• Labeled region records:
* * * *
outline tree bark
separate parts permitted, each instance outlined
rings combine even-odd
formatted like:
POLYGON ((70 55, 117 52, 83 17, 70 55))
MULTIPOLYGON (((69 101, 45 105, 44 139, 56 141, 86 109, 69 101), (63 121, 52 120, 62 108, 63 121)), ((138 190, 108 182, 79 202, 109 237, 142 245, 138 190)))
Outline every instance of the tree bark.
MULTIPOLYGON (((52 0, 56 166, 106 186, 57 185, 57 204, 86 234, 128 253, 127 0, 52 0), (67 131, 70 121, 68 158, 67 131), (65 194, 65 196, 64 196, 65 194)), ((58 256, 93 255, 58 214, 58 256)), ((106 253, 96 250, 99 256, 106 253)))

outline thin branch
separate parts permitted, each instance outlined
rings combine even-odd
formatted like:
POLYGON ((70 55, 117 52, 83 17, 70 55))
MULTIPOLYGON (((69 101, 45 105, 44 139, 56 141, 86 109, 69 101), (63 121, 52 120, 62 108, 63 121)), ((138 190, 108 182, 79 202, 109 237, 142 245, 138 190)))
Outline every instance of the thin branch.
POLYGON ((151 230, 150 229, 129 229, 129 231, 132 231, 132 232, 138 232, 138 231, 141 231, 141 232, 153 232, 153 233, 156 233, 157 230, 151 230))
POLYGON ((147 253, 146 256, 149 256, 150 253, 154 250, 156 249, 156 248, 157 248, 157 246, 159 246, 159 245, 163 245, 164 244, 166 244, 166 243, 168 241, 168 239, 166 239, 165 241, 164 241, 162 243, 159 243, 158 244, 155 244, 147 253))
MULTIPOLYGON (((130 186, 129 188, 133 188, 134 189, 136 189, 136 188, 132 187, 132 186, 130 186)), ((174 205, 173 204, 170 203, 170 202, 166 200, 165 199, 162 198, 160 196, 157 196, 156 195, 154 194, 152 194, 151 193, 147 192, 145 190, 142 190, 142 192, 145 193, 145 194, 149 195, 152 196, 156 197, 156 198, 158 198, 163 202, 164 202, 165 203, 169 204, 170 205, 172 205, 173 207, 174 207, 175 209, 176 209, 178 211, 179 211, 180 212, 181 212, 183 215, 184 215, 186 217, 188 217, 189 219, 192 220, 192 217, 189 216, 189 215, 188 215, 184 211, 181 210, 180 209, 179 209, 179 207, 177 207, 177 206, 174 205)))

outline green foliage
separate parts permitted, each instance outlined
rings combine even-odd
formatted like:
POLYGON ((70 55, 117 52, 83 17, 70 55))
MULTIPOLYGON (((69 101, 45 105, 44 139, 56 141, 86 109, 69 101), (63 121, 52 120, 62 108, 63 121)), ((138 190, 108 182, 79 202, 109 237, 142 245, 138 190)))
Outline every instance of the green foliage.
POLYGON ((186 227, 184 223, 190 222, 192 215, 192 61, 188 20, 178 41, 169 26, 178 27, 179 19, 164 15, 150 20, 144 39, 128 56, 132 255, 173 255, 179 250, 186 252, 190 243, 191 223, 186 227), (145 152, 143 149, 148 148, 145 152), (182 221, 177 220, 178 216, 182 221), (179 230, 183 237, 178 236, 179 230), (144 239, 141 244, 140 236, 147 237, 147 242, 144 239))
* * * *
• Written request:
Reproduce the rows word for word, starting at their first line and ending at the line that contains "MULTIPOLYGON (((52 0, 56", with both of those lines included.

• Exercise output:
outline tree bark
separate parts permitted, each instance outlined
rings combine even-odd
formatted like:
POLYGON ((70 55, 117 52, 83 17, 70 55))
MULTIPOLYGON (((69 101, 45 105, 44 139, 56 141, 86 109, 69 101), (63 121, 52 120, 62 108, 63 121)), ((138 190, 108 182, 79 202, 109 237, 142 245, 138 190)))
Outline every instance of the tree bark.
MULTIPOLYGON (((52 0, 56 166, 106 186, 57 185, 57 204, 86 234, 128 253, 127 0, 52 0), (67 131, 70 121, 68 158, 67 131), (65 194, 65 196, 64 196, 65 194)), ((58 256, 93 255, 58 214, 58 256)), ((106 253, 96 250, 99 256, 106 253)))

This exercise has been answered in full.